START Document section

I think particularly—I will speak on behalf of a regional community—that regional community volunteers are the fabric. They are the glue that keeps people together. They are the glue that keeps sporting clubs functioning. They are the glue that continues to go from strength to strength. There is nothing better than seeing Lions, Rotary, Apex, Probus, Legacy and all the rest of them with their sausage sizzles, raising money, out there cleaning up roadsides, out there planting trees or out there just doing one of the many, many roles that volunteers play. I say thank you to all of them.

Meals on Wheels is one of the great institutions. Every now and again, I jump in and help volunteer, delivering meals to those who are either ageing or less fortunate. I think it is a very valuable service, particularly to regional communities, because distance is the tyranny of a challenge. Many people in regional communities do not live next door to people; they live on a property, they live out of town, or they live some distance from a support service. I say thank you to every Meals on Wheels volunteer.

Sporting clubs: we could not go past thanking all the volunteers, whether it is a coach, whether it is a runner, whether it is someone on the sporting board or the sporting committee. They are also those less visible people who are there raising funds to keep those clubs afloat, making sure that the canteens are manned, making sure that the grounds are mowed and looked after and that the lines are there or the line marking is put in place. The list goes on for many, many of those sporting organisations.

I want to highlight the Cobdogla Steam Museum. It is home to the Humphrey pump, the only working Humphrey pump in the world. Sadly, this mean government has taken away the opportunity for the ongoing viability of this steam museum. It is an institution. It has a significant number of dedicated volunteers who continue to keep the artefacts and history alive, making sure that, as a volunteer base, they are looking after the only working Humphrey pump in the world, but they are now having that support funding taken away from them. I think it is an absolute crime. I say thank you for the great work that those volunteers are doing at the Cobby steam museum.

Recently, we have celebrated Citizen of the Year Awards, and there are many of them. I have a number of council areas that have given those awards out. Bert Haslam is the Loxton Citizen of the Year. He has done some great work through the Loxton Rotary Club, the footy club and also The Pines historic house and garden committee. Mr Ian Tolley has been around, and he has done it all. He is a great contributor, not only to the horticultural industry but through Lions and also the Chaffey Theatre complex development.

Glenys Matthews is the Berri Barmera Council Citizen of the Year. She is a great contributor through the Riverland Rose and Garden Festival as well as the Cancer Council, and is a Royal Flying Doctors volunteer. Carmel Wuttke is the Waikerie Citizen of the Year for Meals on Wheels. She is also a volunteer at the Rain Moth Gallery, Santa's cave, and, of course, the many music programs in that beautiful area.

Angela Lukacs is the Mid-Murray Council Citizen of the Year. She comes from Cadell. She is the Chairperson for the Riverland West Chamber of Commerce. She provides first-aid training to local non-profit organisations and she is an attendee at the Careers Expo event. Ian Wood is the District Council of Karoonda East Murray Citizen of the Year. He does a great job, particularly at the Karoonda farm fair and the show, and he is a regular volunteer at the sporting clubs.

I just want to say thank you to all the volunteers in the Riverland and Mallee. I want to say thank you to all the volunteers everywhere, right around the country. I also want to say to anyone that if you see a volunteer at work, just stop for a moment and say thank you and thank them for their commitment. Say thank you to them for making the community a place that is just a little bit better to live, work and play.

END Document section
START Source material

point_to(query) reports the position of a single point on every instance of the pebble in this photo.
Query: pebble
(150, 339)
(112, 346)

END Source material

*Brief*
From the speech about volunteers above, copy out word for word the stretch from "Angela Lukacs is" through "work and play.".

*Response to the exercise*
Angela Lukacs is the Mid-Murray Council Citizen of the Year. She comes from Cadell. She is the Chairperson for the Riverland West Chamber of Commerce. She provides first-aid training to local non-profit organisations and she is an attendee at the Careers Expo event. Ian Wood is the District Council of Karoonda East Murray Citizen of the Year. He does a great job, particularly at the Karoonda farm fair and the show, and he is a regular volunteer at the sporting clubs.

I just want to say thank you to all the volunteers in the Riverland and Mallee. I want to say thank you to all the volunteers everywhere, right around the country. I also want to say to anyone that if you see a volunteer at work, just stop for a moment and say thank you and thank them for their commitment. Say thank you to them for making the community a place that is just a little bit better to live, work and play.